Source data:

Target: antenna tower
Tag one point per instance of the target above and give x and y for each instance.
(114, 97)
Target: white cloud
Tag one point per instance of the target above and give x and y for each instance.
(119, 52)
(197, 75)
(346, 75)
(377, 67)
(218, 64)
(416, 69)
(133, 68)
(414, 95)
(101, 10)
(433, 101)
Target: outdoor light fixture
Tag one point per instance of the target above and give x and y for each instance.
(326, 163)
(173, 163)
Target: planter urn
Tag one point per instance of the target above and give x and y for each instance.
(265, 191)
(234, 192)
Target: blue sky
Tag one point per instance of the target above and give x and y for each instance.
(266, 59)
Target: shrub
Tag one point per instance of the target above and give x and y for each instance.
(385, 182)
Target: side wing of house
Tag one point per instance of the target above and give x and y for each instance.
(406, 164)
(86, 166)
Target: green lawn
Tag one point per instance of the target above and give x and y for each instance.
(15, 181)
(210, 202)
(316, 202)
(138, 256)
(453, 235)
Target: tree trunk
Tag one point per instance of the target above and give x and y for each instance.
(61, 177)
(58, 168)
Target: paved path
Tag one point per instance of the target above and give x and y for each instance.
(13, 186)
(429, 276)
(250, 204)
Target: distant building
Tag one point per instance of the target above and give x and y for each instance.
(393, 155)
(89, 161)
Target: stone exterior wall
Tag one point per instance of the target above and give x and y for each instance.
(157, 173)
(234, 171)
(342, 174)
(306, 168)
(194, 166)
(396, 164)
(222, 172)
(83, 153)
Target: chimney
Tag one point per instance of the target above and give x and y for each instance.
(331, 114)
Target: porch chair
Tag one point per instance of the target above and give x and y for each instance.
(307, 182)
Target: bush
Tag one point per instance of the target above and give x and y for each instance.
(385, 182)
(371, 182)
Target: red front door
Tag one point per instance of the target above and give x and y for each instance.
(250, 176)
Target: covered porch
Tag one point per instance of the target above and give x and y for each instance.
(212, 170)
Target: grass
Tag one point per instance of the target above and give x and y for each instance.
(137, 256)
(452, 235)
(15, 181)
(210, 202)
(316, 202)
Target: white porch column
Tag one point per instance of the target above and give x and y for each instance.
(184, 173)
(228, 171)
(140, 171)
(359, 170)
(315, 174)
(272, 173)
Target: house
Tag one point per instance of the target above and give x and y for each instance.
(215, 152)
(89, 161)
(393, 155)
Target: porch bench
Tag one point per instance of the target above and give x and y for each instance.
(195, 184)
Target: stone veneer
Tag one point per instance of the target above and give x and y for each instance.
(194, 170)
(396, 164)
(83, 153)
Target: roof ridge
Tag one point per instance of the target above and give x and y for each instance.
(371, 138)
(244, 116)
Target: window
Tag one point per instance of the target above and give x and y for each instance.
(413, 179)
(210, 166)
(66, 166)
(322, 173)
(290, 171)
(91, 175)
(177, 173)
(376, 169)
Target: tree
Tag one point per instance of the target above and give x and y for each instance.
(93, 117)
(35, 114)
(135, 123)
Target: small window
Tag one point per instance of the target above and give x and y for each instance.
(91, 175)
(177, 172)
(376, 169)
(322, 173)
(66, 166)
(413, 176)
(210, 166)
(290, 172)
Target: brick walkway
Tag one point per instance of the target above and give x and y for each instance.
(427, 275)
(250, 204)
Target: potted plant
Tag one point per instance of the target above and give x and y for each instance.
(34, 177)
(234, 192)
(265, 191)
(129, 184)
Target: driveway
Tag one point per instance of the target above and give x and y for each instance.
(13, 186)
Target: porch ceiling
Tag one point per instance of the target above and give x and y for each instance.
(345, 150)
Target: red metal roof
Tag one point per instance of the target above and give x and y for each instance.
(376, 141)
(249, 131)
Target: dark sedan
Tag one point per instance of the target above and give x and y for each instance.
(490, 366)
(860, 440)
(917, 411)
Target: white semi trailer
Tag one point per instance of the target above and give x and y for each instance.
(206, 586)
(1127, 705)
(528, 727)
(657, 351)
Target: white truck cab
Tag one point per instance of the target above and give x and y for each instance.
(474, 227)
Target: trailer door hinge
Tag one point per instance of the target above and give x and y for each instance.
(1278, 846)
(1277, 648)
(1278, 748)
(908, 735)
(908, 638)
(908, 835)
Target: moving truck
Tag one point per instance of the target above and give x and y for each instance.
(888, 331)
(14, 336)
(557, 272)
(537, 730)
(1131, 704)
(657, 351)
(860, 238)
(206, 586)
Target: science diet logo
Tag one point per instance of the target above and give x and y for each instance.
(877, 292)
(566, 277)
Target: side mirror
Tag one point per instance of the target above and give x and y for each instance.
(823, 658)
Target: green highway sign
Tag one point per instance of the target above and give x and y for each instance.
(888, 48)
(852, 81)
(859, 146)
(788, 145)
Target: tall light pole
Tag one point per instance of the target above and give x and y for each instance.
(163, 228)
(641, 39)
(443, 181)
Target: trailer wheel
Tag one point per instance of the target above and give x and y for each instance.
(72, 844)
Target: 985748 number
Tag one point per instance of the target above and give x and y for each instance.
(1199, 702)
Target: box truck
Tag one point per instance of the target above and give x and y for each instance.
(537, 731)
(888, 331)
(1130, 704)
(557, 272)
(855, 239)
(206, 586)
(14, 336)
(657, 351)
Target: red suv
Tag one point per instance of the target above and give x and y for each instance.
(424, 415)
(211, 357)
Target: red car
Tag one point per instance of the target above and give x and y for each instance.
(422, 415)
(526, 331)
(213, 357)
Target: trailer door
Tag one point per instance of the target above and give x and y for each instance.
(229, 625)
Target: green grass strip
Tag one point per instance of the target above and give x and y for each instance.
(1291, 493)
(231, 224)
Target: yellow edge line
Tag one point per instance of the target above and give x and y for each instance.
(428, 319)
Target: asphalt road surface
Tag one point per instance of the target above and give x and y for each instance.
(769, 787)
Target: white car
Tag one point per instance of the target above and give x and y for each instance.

What you are asked to do: Copy out every line above word for word, with nothing changed.

Worked solution:
Target: antenna tower
Tag one point per instance of the target above and give x and y for each instance.
(114, 97)
Target: white cloud
Tag one point per instance of the target above and give x and y for each instance.
(119, 52)
(197, 75)
(346, 75)
(377, 67)
(218, 64)
(416, 69)
(133, 68)
(414, 95)
(101, 10)
(433, 101)
Target: outdoor light fixture
Tag one point per instance of the target above and give x and y for each instance.
(326, 163)
(173, 163)
Target: planter urn
Tag one point per instance of the target above and give x and y for each instance.
(265, 191)
(234, 192)
Target: blue sky
Tag one point per instance of the target above and give x and y for each instance.
(266, 59)
Target: shrub
Tag one point per instance of the target above and give x and y for each instance.
(385, 182)
Target: side wing of house
Tag one point per instance of the target above and give x and y for each instance.
(406, 164)
(86, 166)
Target: green lawn
Tag one point per instance of the target above and give x and y for each instance.
(15, 181)
(210, 202)
(316, 202)
(138, 256)
(453, 235)
Target: tree trunk
Tag one point per instance of the target above and give x and y for each instance.
(61, 177)
(58, 168)
Target: paved path
Tag one point per instance of the target above and give x and y for each instance.
(13, 186)
(429, 276)
(250, 204)
Target: distant building
Tag one point per instance of the target above and give x and y for each instance.
(393, 155)
(89, 161)
Target: stone exterior wall
Tag one point per instance of the target above and give x and y for each instance.
(157, 173)
(234, 171)
(342, 174)
(306, 168)
(194, 166)
(396, 164)
(222, 172)
(83, 153)
Target: chimney
Tag one point per instance of the target above and give x and y for each instance.
(331, 114)
Target: porch chair
Tag one point per instance of the target above and give x and y for each instance.
(307, 182)
Target: bush
Tag one point per instance of the target above and give x and y for each instance.
(385, 182)
(371, 182)
Target: red front door
Tag one point per instance of the target above and give x and y for each instance.
(250, 176)
Target: covered porch
Tag one point per instance of the target above and give x and y for each instance.
(212, 170)
Target: grass
Tag one point per instance of the target above and give x and y for each instance.
(137, 256)
(452, 235)
(15, 181)
(210, 202)
(316, 202)
Target: white porch column
Tag one point per instance of the target above and give x and y for each instance.
(184, 173)
(228, 171)
(140, 171)
(359, 170)
(315, 174)
(272, 173)
Target: house
Tag one point per instance of the target above and give x and y for each instance.
(215, 152)
(89, 161)
(393, 155)
Target: porch bench
Tag one point per instance of the target above and give x and y for each instance.
(195, 184)
Target: stone veneer
Tag one point per instance of the target above and give x and y for each instance.
(194, 170)
(396, 164)
(83, 153)
Target: roof ridge
Tag one point per instance of the target above and give x and y for each instance.
(371, 138)
(244, 116)
Target: window
Tag one point per instance of the target above and give x and y for each instance.
(413, 179)
(210, 166)
(66, 166)
(322, 173)
(290, 171)
(91, 175)
(177, 173)
(376, 169)
Target: tree
Tag one point per instance of the target above and give x and y for each instance.
(93, 117)
(35, 114)
(135, 123)
Target: small window
Tag one point per instance of the target above and give x and y for each instance.
(91, 175)
(177, 172)
(376, 169)
(322, 173)
(66, 166)
(413, 176)
(210, 166)
(290, 172)
Target: brick walkway
Tag one point per instance of the target above and give x and y for each instance.
(427, 275)
(250, 204)
Target: potted plant
Tag one point per instance of the target above and give x and y for each instance.
(34, 177)
(234, 192)
(265, 191)
(129, 184)
Target: driveway
Tag one point per instance of the target above and give x and y for each instance.
(13, 186)
Target: porch ceiling
Tag one point per instance of the target above and give x and y for each instance.
(345, 150)
Target: red metal roof
Tag one point per instance of the target above and give x and y for each instance.
(376, 141)
(249, 131)
Target: dark sedan
Tag one point per instance of the target above and give x and y for each instance.
(490, 366)
(860, 440)
(917, 411)
Target: white semi trailer
Tag one point per instance of the target above and give x and y for each instance.
(206, 586)
(1127, 705)
(528, 727)
(657, 351)
Target: white truck cab
Tag one point per instance of the target above and give x and y for each instance.
(474, 227)
Target: trailer door hinge
Tag one point per instance of the target above and give x and y for each instance.
(1278, 846)
(1277, 648)
(1278, 748)
(908, 735)
(908, 638)
(908, 835)
Target: moving truck
Tag one point per instance of the target above and give x and y for each instance.
(888, 331)
(14, 336)
(557, 272)
(537, 730)
(1131, 704)
(657, 351)
(860, 238)
(206, 586)
Target: science diet logo
Tag one point per instance of the target above and give x and y for each instance.
(877, 292)
(566, 277)
Target: side mirror
Tag one point per instance of the target above and give x and y for each instance.
(823, 658)
Target: green highway sign
Tag one point per instance of the target above and give x and y for each instance.
(888, 48)
(852, 81)
(859, 146)
(788, 145)
Target: tall light pole
Tag one point per instance of the target above and give x and y for each instance.
(163, 228)
(641, 39)
(443, 181)
Target: trailer wheel
Tag one point per instance of the target above and give x and y for each instance.
(72, 844)
Target: 985748 number
Tag one point per instance of the target above and give x and y for each instance.
(1199, 702)
Target: box truck
Tag one point per instance of the target above and give x and y for each instance.
(537, 731)
(888, 331)
(1130, 704)
(557, 272)
(855, 239)
(206, 586)
(14, 336)
(657, 351)
Target: red suv
Tag one point per instance of the target above and give x and y for each instance.
(424, 415)
(211, 357)
Target: red car
Tag one point per instance of the target above and give x and y for each instance.
(422, 415)
(526, 331)
(213, 357)
Target: trailer door
Tag one point per instance of the target above and give x and y for each instance.
(229, 625)
Target: green grass strip
Tag one point per instance of the target above and give x and y for each instance.
(1291, 493)
(231, 224)
Target: yellow edge line
Tag one point per instance of the target above and give x and y for each instance.
(428, 319)
Target: asphalt road surface
Tag one point per instance of the target above and give x and y for each instance.
(769, 787)
Target: white car
Tag one point per instance of the target above and give x and y for each instance.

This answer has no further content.